TASK TO COMPLETE:
Each line from the one that contains "If you could segment every instance of the green" to the end of the material must be set down exactly, and no line before it.

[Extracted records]
══════════
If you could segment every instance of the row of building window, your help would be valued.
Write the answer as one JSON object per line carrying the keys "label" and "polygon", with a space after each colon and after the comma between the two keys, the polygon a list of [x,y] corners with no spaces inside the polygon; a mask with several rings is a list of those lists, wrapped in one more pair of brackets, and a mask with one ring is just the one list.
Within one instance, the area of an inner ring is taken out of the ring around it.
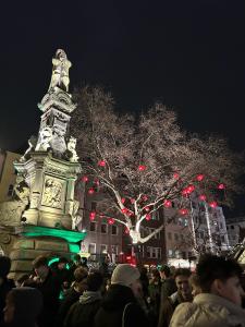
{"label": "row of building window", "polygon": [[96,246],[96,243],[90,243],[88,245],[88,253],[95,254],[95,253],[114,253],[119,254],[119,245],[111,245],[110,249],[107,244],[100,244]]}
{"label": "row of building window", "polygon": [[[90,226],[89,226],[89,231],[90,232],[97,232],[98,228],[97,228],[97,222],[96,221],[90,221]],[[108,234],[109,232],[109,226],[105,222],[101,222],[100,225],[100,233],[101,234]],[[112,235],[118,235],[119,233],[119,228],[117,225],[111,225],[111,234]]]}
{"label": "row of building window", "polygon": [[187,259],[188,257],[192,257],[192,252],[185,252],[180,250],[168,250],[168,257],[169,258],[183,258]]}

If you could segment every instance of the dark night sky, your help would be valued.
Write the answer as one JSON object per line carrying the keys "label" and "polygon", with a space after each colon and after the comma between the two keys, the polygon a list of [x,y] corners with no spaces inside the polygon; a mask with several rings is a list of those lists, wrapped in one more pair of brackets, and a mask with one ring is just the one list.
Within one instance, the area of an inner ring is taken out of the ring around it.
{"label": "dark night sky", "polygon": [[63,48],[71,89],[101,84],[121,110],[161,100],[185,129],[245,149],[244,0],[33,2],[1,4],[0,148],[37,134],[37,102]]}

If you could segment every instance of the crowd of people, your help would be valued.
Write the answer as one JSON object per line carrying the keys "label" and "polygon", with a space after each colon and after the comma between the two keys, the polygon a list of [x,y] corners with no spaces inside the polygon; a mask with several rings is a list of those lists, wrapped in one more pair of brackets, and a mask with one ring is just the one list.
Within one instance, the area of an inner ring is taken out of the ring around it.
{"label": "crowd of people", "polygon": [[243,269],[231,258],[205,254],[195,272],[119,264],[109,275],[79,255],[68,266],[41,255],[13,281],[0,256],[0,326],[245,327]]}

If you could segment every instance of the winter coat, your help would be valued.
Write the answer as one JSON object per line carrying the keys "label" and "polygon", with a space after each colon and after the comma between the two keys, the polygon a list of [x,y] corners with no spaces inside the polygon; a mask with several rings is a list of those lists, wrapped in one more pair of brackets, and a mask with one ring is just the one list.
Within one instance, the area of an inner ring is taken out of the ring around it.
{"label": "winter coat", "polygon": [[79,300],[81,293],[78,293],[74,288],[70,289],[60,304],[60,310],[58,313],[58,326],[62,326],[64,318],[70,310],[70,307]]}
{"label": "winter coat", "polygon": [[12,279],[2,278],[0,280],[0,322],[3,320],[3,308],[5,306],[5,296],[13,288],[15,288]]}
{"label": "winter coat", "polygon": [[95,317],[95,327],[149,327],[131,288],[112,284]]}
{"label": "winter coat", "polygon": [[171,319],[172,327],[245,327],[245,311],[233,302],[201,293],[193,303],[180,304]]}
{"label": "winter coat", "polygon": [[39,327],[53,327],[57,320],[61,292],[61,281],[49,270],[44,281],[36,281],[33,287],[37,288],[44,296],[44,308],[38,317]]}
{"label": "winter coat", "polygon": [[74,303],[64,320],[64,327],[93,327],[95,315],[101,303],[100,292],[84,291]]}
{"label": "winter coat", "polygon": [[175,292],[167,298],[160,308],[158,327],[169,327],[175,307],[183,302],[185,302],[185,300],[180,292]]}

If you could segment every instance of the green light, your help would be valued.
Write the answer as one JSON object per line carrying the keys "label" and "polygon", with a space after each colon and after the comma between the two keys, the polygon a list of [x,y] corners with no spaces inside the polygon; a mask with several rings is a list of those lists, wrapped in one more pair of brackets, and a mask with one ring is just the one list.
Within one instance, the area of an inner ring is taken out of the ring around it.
══════════
WORKED ANSWER:
If you could segment every instance of the green light, your help would be valued.
Write the answer as one JSON object per line carrying the keys "label" and "polygon", with a space after each colon and after the comma between the two keys, the polygon a list of [x,y] corners with no spaces inside the polygon; a mask with several rings is a list of those lists, wrapped in one more pair of brackets, and a mask with one ring is just the one list.
Within one instance, the area of an inner ring is taken out of the ring around it.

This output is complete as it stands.